### [WORK TASK 1]
Reproduce, word for word, the part of the Scottie Pippen passage that begins with the words "Scottie Pippen wanted" and ends with the words "his gray hoodie.".
### [WORK TASK 2]
Take the account of Scottie Pippen at the virtual courtside event further, picking up right after its last sentence.

### [DOCUMENT SECTION]

Scottie Pippen wanted a different seat.
“Am I in the back row?” he drawled in his famously beautiful baritone. The third playoff game between the Philadelphia 76ers and Boston Celtics was about to begin. The former Chicago Bulls small forward was mellow, courteous—and steadfast in his rejection of a subpar vantage point while gracing the 2020 Michelob Ultra Courtside virtual fan experience with his presence. He did not want to be in the back row, even a virtual back row.
Thankfully, the obvious folly of relegating a six-time NBA champion to a less-than-premium seat was quickly rectified. (“They better respect Pip,” I found myself muttering.) On screen, Pippen flickered in and out of the vile back row as he turned his camera on and off. Then he popped back up, front-and-center, in his rightful place of honor, grinning in his gray hoodie.

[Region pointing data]

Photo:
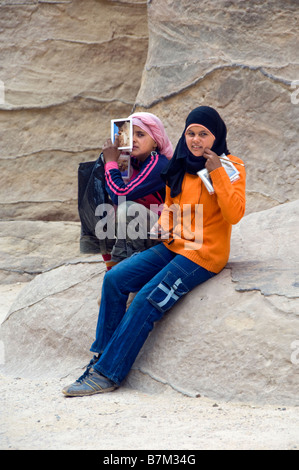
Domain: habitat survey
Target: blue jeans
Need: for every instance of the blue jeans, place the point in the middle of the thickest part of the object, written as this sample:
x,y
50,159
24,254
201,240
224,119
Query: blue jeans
x,y
162,278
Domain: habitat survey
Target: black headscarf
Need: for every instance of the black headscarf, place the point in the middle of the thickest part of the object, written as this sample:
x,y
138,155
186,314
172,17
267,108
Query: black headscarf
x,y
183,160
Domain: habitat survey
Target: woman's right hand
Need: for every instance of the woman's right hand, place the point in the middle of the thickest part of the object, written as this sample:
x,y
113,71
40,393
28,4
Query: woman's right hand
x,y
158,232
110,150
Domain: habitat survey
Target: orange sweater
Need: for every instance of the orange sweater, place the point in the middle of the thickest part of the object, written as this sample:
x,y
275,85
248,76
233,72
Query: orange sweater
x,y
211,217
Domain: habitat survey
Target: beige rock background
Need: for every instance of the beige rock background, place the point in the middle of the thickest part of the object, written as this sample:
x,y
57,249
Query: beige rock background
x,y
66,70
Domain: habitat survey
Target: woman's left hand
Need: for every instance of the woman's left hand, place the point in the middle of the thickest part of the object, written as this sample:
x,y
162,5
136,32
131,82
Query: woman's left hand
x,y
110,150
213,161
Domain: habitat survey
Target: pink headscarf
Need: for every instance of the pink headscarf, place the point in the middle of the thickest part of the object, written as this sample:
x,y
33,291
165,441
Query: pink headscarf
x,y
154,127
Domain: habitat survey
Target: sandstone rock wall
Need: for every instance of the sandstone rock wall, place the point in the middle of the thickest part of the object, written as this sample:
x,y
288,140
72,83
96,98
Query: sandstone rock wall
x,y
67,68
242,58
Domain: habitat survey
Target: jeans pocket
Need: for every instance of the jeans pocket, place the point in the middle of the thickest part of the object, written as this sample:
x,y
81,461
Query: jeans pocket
x,y
167,293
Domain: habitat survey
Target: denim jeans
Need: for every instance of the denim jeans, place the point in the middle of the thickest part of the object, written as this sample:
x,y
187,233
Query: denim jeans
x,y
161,279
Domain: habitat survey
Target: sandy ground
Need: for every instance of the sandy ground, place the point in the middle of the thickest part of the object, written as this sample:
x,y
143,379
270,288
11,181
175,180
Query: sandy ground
x,y
36,416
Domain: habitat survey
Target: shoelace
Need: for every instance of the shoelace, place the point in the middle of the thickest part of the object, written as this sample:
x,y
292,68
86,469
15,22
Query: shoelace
x,y
88,367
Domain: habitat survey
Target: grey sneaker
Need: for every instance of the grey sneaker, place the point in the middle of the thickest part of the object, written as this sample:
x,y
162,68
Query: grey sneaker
x,y
90,383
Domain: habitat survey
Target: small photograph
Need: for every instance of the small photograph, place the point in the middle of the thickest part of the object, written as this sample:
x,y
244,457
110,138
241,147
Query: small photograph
x,y
124,165
124,129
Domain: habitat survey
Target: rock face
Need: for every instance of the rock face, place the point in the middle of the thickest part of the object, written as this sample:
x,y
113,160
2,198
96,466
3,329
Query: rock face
x,y
229,339
66,71
241,58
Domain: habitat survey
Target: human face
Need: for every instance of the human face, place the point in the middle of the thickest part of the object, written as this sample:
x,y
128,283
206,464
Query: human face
x,y
198,138
143,144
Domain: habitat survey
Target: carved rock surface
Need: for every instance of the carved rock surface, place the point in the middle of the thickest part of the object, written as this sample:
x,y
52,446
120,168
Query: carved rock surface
x,y
232,338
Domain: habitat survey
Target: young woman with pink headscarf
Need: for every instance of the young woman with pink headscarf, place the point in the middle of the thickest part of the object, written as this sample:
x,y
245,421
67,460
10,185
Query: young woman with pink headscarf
x,y
150,154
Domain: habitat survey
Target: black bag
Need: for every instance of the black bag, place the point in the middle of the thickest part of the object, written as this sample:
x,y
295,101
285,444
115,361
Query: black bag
x,y
91,193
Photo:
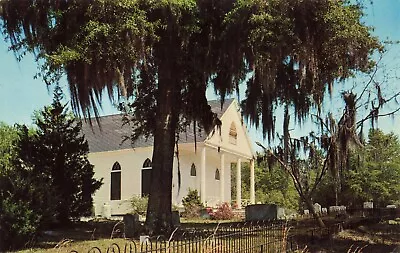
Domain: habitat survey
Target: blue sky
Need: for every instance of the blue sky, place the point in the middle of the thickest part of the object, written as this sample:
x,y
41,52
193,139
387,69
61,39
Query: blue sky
x,y
21,94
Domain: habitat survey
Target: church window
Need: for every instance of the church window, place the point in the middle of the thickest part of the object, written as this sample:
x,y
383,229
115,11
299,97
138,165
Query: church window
x,y
116,181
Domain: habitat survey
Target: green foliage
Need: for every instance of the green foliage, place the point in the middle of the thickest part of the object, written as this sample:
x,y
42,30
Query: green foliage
x,y
164,55
139,204
192,204
56,158
18,223
375,170
223,212
8,138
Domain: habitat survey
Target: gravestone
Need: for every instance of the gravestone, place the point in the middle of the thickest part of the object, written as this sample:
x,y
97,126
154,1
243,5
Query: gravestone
x,y
317,208
368,205
264,212
175,219
334,209
106,211
132,224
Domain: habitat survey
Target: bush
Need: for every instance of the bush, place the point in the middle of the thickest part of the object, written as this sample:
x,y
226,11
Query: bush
x,y
192,204
139,204
18,224
223,212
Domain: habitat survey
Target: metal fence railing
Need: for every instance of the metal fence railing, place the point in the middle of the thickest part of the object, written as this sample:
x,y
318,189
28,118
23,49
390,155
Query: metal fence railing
x,y
265,236
247,237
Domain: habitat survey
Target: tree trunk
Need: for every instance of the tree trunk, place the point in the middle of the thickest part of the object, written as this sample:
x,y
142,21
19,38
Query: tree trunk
x,y
159,213
311,208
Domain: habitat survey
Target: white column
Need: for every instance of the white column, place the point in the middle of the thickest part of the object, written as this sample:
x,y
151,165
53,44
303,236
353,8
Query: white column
x,y
239,183
203,176
222,178
252,184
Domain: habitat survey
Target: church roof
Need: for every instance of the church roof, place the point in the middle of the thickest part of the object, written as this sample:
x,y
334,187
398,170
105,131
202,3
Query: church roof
x,y
112,133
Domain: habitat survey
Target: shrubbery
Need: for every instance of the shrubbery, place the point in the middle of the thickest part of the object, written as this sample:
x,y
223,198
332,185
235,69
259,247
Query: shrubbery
x,y
45,175
223,212
139,204
192,204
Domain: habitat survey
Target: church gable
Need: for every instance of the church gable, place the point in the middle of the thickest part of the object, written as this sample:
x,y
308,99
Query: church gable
x,y
233,136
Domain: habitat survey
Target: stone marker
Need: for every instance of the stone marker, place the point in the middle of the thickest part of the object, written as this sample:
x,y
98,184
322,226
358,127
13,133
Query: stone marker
x,y
334,209
144,239
368,205
106,211
175,219
264,212
132,224
317,208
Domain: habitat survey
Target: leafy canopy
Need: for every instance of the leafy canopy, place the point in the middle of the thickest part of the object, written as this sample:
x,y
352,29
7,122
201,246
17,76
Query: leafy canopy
x,y
291,49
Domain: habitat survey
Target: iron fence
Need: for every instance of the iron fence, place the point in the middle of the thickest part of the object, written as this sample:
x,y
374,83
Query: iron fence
x,y
247,237
233,237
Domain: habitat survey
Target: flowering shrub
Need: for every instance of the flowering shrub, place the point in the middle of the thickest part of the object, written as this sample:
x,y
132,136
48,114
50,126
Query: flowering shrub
x,y
192,204
223,212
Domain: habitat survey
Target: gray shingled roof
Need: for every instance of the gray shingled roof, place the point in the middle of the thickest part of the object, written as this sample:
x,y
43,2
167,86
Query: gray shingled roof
x,y
112,132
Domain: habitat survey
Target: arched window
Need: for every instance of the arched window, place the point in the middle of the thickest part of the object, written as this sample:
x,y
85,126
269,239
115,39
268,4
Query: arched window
x,y
115,182
146,177
232,134
147,163
217,176
193,170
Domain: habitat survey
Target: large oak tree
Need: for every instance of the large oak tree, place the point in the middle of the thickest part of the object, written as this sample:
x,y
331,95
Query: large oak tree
x,y
163,54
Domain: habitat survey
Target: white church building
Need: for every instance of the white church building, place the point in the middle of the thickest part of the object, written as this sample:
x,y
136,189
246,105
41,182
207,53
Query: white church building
x,y
125,167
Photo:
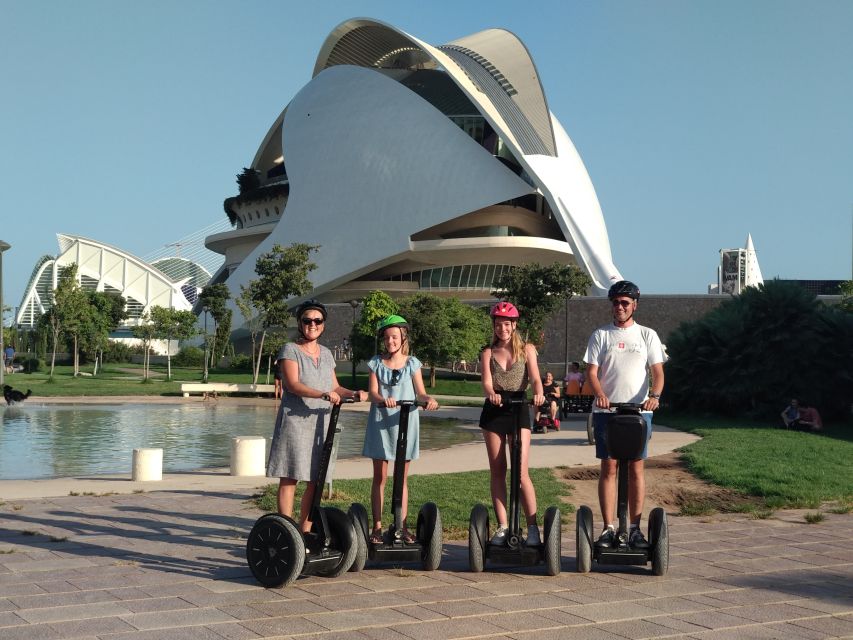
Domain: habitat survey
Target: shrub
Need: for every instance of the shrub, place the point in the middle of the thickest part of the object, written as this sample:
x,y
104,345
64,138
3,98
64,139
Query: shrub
x,y
189,357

### [RESPONSE AREA 1]
Scottie Pippen wanted a different seat.
“Am I in the back row?” he drawled in his famously beautiful baritone. The third playoff game between the Philadelphia 76ers and Boston Celtics was about to begin. The former Chicago Bulls small forward was mellow, courteous—and steadfast in his rejection of a subpar vantage point while gracing the 2020 Michelob Ultra Courtside virtual fan experience with his presence. He did not want to be in the back row, even a virtual back row.
Thankfully, the obvious folly of relegating a six-time NBA champion to a less-than-premium seat was quickly rectified. (“They better respect Pip,” I found myself muttering.) On screen, Pippen flickered in and out of the vile back row as he turned his camera on and off. Then he popped back up, front-and-center, in his rightful place of honor, grinning in his gray hoodie.

### [RESPONSE AREA 2]
As anyone watching the NBA during the Covid-19 pandemic can observe, the games being played in the league’s “bubble” in Orlando are played without flesh-and-blood fans present. Instead, 17-foot LED screens project the pixelated faces of around 300 basketball lovers from across the country along three sides of the court each game. Many are season-ticket holders, or family and friends of the players. Others are fans who registered online for the lottery. Some are members of the media, like me. Then there are a few who are offered seats because they are one of the greatest basketball players of all time, like Scottie Pippen. (Shaq is also a frequent virtual attendee.) Non-basketball celebrities pop up too—Lil Wayne made a memorable appearance recently. It’s a futuristic stab at preserving some of the hyped-up ambiance of a pre-pandemic professional basketball game. (I should note, the game I watched happened two weeks ago, before NBA players stepped off the court in protest of police brutality and anti-Blackness, following the police shooting of Jacob Blake in Kenosha, Wisconsin.)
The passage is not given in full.